* _Problem statement_: Please copy out, unchanged, everything from the line containing "Objective — one dot per instance of the woman's eyebrow." down to the end of the material below, and nothing else.

* _Supplied material_:
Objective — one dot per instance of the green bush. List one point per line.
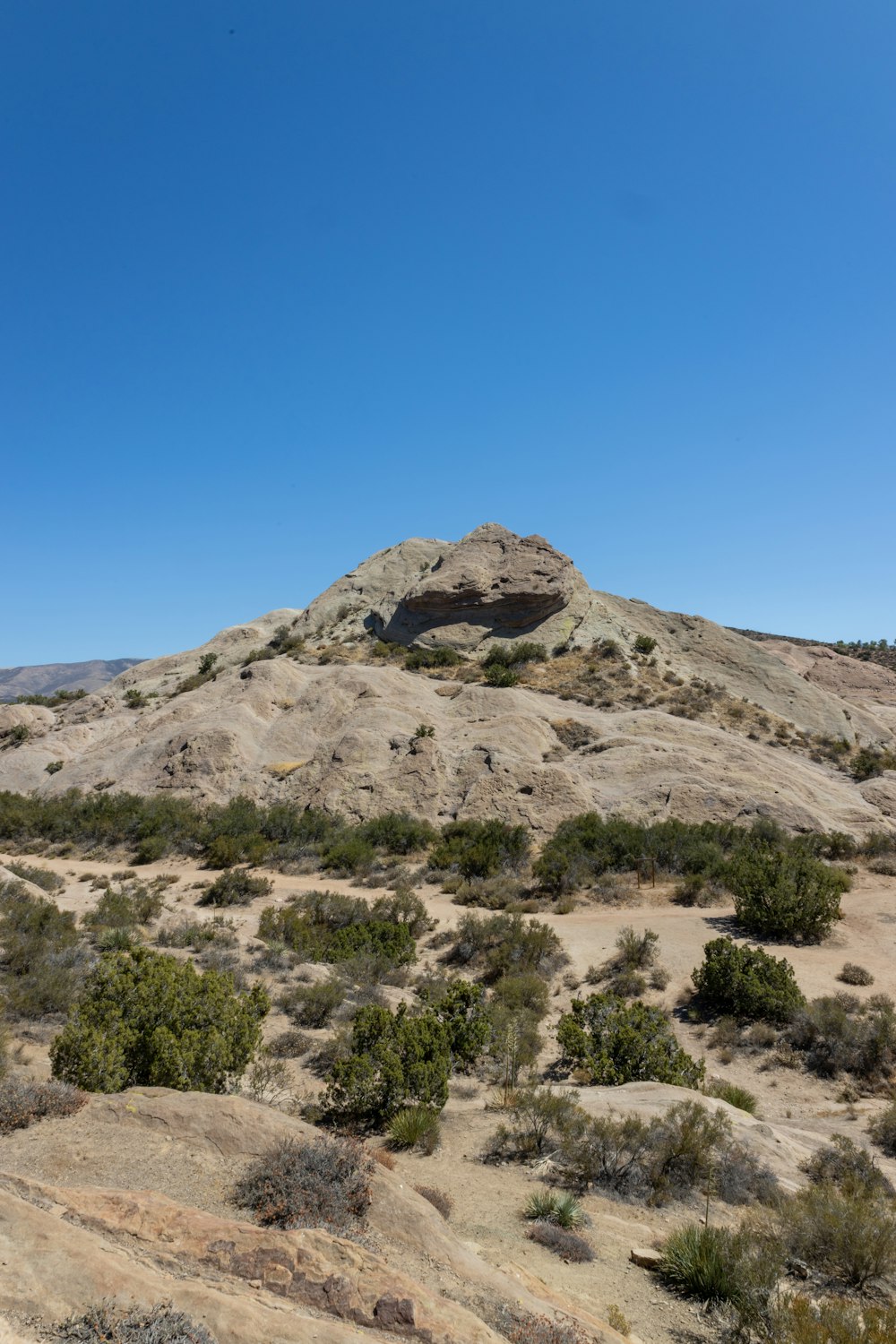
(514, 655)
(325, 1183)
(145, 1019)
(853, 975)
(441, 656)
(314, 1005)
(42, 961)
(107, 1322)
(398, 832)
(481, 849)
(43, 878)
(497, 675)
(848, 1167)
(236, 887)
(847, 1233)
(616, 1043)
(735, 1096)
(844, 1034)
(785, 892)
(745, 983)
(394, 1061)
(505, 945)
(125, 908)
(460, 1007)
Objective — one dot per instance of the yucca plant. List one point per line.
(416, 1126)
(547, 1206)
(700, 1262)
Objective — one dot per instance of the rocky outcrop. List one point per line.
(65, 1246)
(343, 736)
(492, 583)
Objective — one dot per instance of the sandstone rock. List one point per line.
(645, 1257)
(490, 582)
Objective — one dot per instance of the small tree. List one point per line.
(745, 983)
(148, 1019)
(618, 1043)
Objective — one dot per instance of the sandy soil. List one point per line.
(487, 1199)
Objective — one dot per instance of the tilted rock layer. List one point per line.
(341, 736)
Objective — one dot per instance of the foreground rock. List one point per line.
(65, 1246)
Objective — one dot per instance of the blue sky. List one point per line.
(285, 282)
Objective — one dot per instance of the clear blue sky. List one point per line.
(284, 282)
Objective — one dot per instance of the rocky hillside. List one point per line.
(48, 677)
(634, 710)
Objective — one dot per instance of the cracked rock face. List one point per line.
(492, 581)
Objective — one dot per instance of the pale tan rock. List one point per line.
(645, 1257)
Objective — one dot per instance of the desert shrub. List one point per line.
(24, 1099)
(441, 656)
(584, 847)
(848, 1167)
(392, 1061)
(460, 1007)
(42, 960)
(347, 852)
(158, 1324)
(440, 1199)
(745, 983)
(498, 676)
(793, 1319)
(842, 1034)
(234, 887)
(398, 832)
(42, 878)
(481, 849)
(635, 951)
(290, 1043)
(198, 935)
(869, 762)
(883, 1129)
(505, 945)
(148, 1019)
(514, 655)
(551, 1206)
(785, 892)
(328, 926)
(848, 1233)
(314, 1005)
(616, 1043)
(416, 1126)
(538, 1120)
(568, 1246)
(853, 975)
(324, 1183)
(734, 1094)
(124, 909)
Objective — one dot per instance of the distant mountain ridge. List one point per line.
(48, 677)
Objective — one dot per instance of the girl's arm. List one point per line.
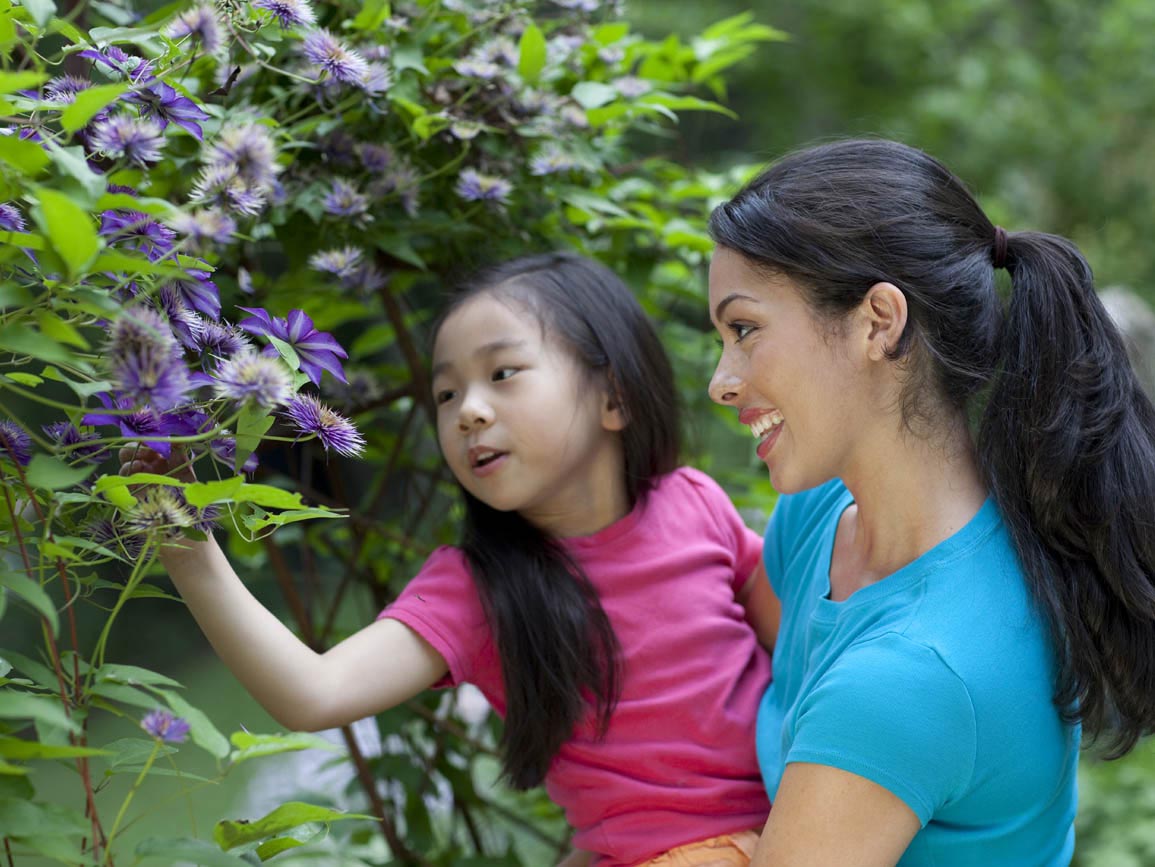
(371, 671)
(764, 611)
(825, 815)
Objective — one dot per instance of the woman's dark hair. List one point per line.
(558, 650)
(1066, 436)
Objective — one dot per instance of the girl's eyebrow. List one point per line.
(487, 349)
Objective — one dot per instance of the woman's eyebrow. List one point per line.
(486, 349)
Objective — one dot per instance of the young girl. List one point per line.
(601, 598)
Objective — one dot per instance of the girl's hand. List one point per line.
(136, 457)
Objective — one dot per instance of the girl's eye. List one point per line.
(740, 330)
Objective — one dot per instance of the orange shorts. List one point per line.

* _Reply_:
Objective — one dot per instance of the woman's eyebrow. List one point per line.
(486, 349)
Objective — one dot per instance of the young girl. List one point per line.
(601, 598)
Objective — one dot per instance of the girl's hand. List one point per line.
(136, 457)
Objective — one dot per instance of the girl's eye. List one point per line.
(740, 330)
Objective — one dot per instance of the orange shorts. List one point per line.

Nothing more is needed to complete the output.